** Aufgaben **
1) Beantworte anhand des Festivalrückblicks diese Fragen:
(a) Auf welcher Bühne durfte die Band spielen?
(b) In welchem Jahr war die schreibende Person zum letzten Mal auf dem W:O:A?
(c) Was gab es am Freitag nach dem Auftritt der Band als letzter Band des Tages noch?
2) Zähle alle Abkürzungen aus dem Festivalrückblick auf, die mit Punkt oder Doppelpunkt geschrieben sind.

Viel ist bereits an Rückblicken geschrieben worden, Positives wie Negatives, Interessantes sowie irrelevanter Bullshit - eine Perspektive aber fehlt m.E. bislang, nämlich die der Bands.
Ich will mal versuchen, diese Lücke zu schließen, denn immerhin durften wir dieses Jahr doch tatsächlich auf dem weltgrößten Metal-Open-Air zocken. Wenn auch "nur" auf der W.E.T.-Stage, aber hey?

Ich muss gestehen, 2003 war ich zum letzten Mal auf dem W:O:A, weil's mir einfach zu nervig geworden war, mich 3-6 Tage lang mit einer betrunkenen Masse zu umgeben. War mir irgendwie verzichtbar erschienen.
Als wir dann im vergangenen Jahr die Zusage für 2008 erhielten, haben wir natürlich ein fettes Fass aufgemacht, wie sich jeder vorstellen kann. Sofort war klar, dass das DER Höhepunkt 2008, wenn nicht der Bandgeschichte wird ich mag's vor dem Hintergrund unserer immer wieder überraschenden Vergangenheit noch nicht entgültig sagen).

Jetzt aber zum W:O:A selbst. Ich mache der Übersicht halber einfach eine Positiv/Negativ-Liste auf.

Negativ:
Spielzeit
- Wir hätten uns als letzte Band am Freitag über etwas weniger Strenge bei der Einhaltung der Spielzeit gefreut, da nach uns als letzter Band des Tages nur noch 3 Std. Metaldisco war. Viele der Anwesenden hätten unserer Einschätzung nach gerne noch ne Zugabe gehört - aber die herzige Stage-Managerin war da eiskalt (wie die Coke im Kühlschrank backstage).

Einträge zur Bereichsannotation
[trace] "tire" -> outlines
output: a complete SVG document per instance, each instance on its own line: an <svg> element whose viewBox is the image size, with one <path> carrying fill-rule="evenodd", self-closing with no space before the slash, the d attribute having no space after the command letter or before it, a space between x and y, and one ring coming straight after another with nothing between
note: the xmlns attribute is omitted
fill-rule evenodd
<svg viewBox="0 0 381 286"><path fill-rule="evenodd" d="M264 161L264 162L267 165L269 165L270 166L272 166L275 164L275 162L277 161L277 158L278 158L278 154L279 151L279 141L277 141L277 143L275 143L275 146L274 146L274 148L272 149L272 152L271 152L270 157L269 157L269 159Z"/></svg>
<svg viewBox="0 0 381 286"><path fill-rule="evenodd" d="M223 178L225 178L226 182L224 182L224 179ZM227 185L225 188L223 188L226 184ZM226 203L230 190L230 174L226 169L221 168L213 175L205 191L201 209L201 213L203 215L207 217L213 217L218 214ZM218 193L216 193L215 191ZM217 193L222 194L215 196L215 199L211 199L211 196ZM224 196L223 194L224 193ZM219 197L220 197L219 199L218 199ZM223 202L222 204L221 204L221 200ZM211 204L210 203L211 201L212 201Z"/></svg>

** Ergebnisse je Aufgabe **
1)
(a) Auf der W.E.T.-Stage.
(b) 2003.
(c) 3 Std. Metaldisco.

2)
m.E.
W.E.T.
W:O:A
Std.